__Assignment__. Transcribe every line of the entries exactly.
↓
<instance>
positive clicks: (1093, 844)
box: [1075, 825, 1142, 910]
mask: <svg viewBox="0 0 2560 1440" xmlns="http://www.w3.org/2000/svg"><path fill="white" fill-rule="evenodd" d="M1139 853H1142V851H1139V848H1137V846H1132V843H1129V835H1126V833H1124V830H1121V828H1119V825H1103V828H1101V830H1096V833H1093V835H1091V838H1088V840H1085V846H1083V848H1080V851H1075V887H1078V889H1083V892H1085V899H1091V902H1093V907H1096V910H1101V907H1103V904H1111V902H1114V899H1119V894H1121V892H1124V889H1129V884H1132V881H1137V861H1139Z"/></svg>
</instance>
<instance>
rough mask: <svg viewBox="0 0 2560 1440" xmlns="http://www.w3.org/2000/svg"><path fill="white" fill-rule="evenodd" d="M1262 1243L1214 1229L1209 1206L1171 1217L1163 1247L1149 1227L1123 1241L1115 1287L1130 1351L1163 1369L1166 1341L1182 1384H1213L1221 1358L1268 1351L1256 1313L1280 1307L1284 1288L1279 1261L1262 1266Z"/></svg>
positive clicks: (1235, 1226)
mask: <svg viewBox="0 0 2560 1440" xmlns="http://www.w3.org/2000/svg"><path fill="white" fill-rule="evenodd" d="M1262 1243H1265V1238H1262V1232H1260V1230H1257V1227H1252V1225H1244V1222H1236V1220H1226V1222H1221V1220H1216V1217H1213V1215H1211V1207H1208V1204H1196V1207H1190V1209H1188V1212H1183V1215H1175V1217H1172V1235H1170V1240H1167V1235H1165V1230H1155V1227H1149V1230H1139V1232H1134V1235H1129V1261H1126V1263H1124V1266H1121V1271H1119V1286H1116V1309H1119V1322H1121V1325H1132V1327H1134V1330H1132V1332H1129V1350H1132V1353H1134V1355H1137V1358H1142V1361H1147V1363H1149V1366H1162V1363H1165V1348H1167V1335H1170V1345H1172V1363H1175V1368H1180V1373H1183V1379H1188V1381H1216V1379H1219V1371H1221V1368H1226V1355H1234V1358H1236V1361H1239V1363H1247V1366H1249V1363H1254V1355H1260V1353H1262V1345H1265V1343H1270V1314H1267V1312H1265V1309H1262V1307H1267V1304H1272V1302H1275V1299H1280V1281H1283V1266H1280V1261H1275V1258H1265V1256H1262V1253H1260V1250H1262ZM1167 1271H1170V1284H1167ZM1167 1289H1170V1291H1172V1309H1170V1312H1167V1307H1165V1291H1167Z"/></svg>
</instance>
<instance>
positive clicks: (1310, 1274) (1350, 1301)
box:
↑
__Your solution__.
<instance>
positive clicks: (1093, 844)
box: [1075, 825, 1142, 910]
mask: <svg viewBox="0 0 2560 1440" xmlns="http://www.w3.org/2000/svg"><path fill="white" fill-rule="evenodd" d="M1139 853H1142V851H1139V848H1137V846H1132V843H1129V835H1126V833H1124V830H1121V828H1119V825H1103V828H1101V830H1096V833H1093V835H1091V838H1088V840H1085V846H1083V848H1080V851H1075V887H1078V889H1083V892H1085V899H1091V902H1093V907H1096V910H1101V907H1103V904H1111V902H1114V899H1119V894H1121V892H1124V889H1129V884H1132V881H1137V861H1139Z"/></svg>
</instance>
<instance>
rough mask: <svg viewBox="0 0 2560 1440" xmlns="http://www.w3.org/2000/svg"><path fill="white" fill-rule="evenodd" d="M1262 1243L1214 1229L1209 1206L1171 1217L1163 1247L1149 1227L1123 1241L1115 1287L1130 1351L1163 1369L1166 1341L1182 1384H1213L1221 1358L1268 1351L1256 1313L1280 1307L1284 1288L1279 1261L1262 1266Z"/></svg>
positive clicks: (1235, 1226)
mask: <svg viewBox="0 0 2560 1440" xmlns="http://www.w3.org/2000/svg"><path fill="white" fill-rule="evenodd" d="M1262 1243H1265V1238H1262V1232H1260V1230H1257V1227H1252V1225H1244V1222H1236V1220H1226V1222H1221V1220H1216V1217H1213V1215H1211V1207H1208V1204H1196V1207H1190V1209H1188V1212H1183V1215H1175V1217H1172V1235H1170V1240H1167V1235H1165V1230H1155V1227H1149V1230H1139V1232H1134V1235H1129V1261H1126V1263H1124V1266H1121V1271H1119V1286H1116V1309H1119V1322H1121V1325H1132V1327H1134V1330H1132V1332H1129V1350H1132V1353H1134V1355H1137V1358H1142V1361H1147V1363H1149V1366H1162V1363H1165V1348H1167V1335H1170V1345H1172V1363H1175V1368H1180V1373H1183V1379H1188V1381H1216V1379H1219V1371H1221V1368H1226V1355H1234V1358H1236V1361H1239V1363H1247V1366H1249V1363H1254V1355H1260V1353H1262V1345H1265V1343H1270V1314H1267V1312H1265V1309H1262V1307H1267V1304H1272V1302H1275V1299H1280V1281H1283V1266H1280V1261H1275V1258H1265V1256H1262V1253H1260V1250H1262ZM1167 1271H1170V1284H1167ZM1167 1289H1170V1291H1172V1309H1170V1312H1167V1307H1165V1291H1167Z"/></svg>
</instance>
<instance>
positive clicks: (1310, 1274) (1350, 1301)
box:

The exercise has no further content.